··· Extracted records ···

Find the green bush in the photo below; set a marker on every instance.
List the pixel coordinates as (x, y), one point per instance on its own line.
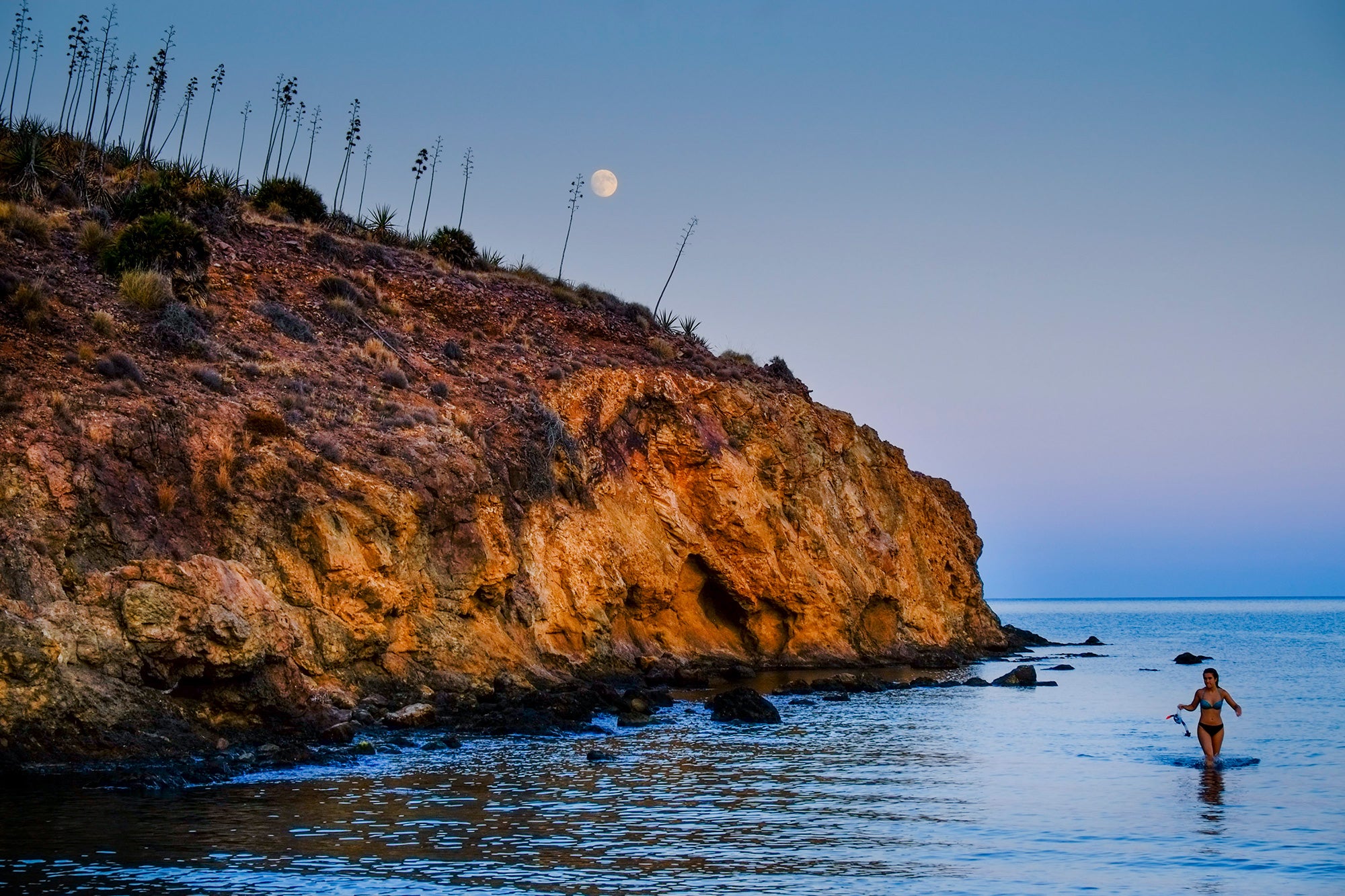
(301, 202)
(455, 247)
(146, 290)
(159, 243)
(182, 190)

···

Rewrite the listing above as a numbered list with one entry per line. Omit the blank lines and leave the picture out.

1. Find the green bush in the photo below; set a marker on every instance.
2. List the pixel coordinates as (x, y), one point per instance on its own line.
3. (301, 202)
4. (455, 247)
5. (146, 290)
6. (159, 243)
7. (182, 190)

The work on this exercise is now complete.